Rewrite the lines below as a numbered list, skipping any blank lines and leaving out the pictures.

Source records
┄┄┄┄┄┄┄┄┄┄

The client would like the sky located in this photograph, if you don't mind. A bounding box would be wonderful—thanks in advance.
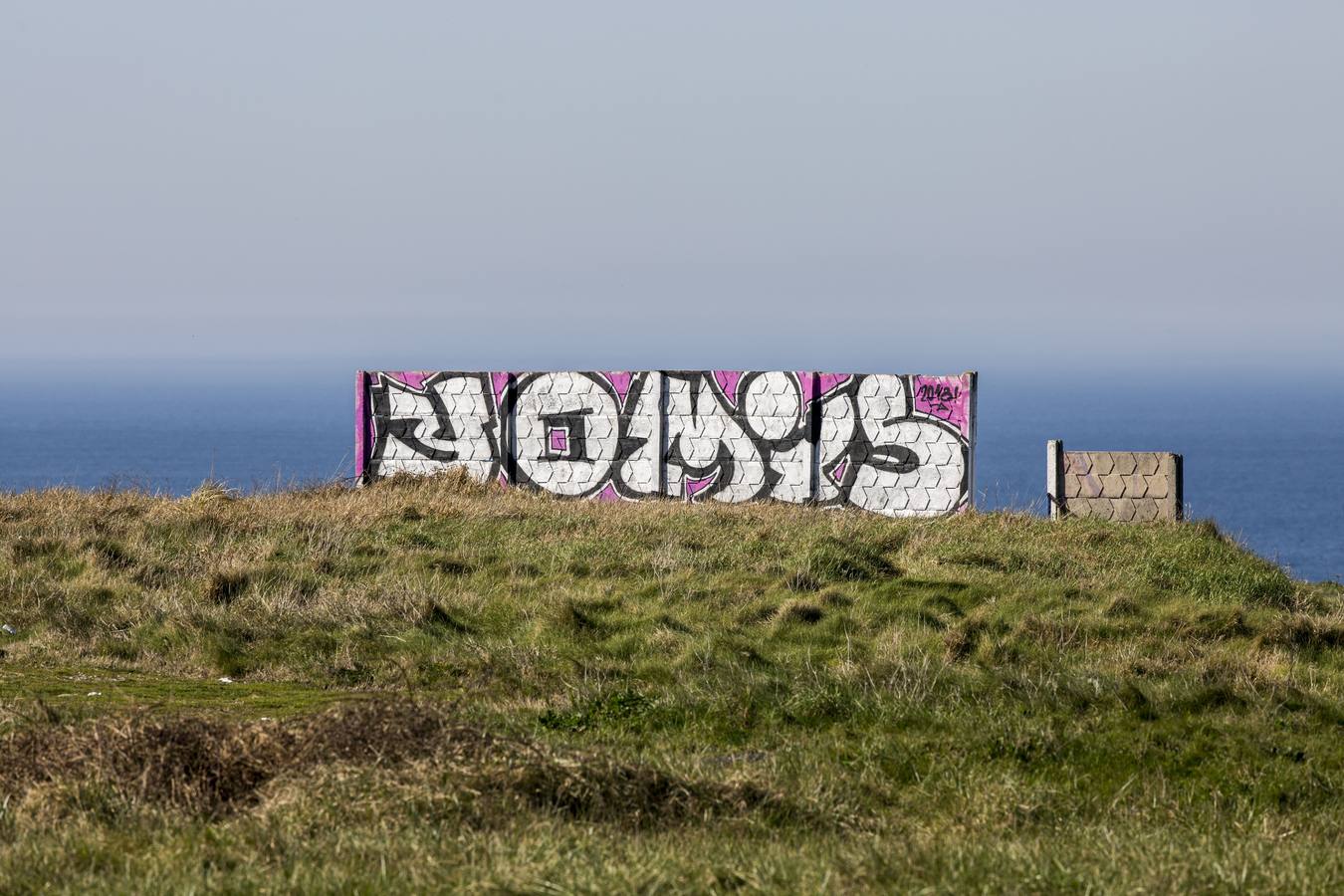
[0,0,1344,383]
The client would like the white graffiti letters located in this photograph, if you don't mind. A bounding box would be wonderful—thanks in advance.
[356,370,975,516]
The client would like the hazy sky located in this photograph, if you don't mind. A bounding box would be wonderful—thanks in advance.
[0,0,1344,376]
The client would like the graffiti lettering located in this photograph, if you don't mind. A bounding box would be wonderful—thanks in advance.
[356,370,973,516]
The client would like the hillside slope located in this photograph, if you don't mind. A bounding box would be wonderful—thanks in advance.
[0,478,1344,892]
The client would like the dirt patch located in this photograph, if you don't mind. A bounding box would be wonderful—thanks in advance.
[0,700,795,824]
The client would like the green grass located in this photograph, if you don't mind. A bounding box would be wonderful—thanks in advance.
[0,480,1344,892]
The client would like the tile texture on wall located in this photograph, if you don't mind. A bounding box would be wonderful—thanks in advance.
[354,370,976,516]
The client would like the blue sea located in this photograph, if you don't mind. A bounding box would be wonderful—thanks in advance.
[0,370,1344,580]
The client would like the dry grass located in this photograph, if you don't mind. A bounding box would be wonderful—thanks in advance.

┄┄┄┄┄┄┄┄┄┄

Output of the task:
1. The client would like the sky located in this photograph, if you don't mind. A bounding box would be wonderful—thanks in advance.
2. [0,0,1344,383]
3. The client would like the white graffiti letters located in this photograph, if you don't mind. A bounding box would be wonderful—thanks in advance.
4. [356,370,975,516]
5. The client would like the hazy sky located in this photograph, if you don't mind. A bounding box would be wonderful—thanks in advance.
6. [0,0,1344,376]
7. The client would like the graffiti lettering located in this photograph, if you don't mind. A bounding box would be wonderful—thanks in advance.
8. [356,370,973,516]
9. The client would like the hillside slope located in this photograph, if you don't mind. A bounding box would be wonderful—thanks in advance.
10. [0,478,1344,892]
11. The client would like the dirt patch located in this photograph, if you don't mind. A bounding box would be wonderful—thanks in advance.
12. [0,700,795,824]
13. The client would like the green grass located in this photograph, if you don't mind. A bounding box would be wonderful—thanks in advance.
14. [0,480,1344,892]
15. The client would like the tile texture on wall located in this photograph, if you don't mind. A bounding box would be wonderful—thanks in advance.
16. [354,370,976,516]
17. The client would like the blue sea located in this photograph, if you don't mind. A bounding box would be wonderful—thanks in advance.
18. [0,370,1344,580]
19. The client would like the dry grass located in this photograph, if you don't mind. A bounding box would be wonderful—thanks in advance.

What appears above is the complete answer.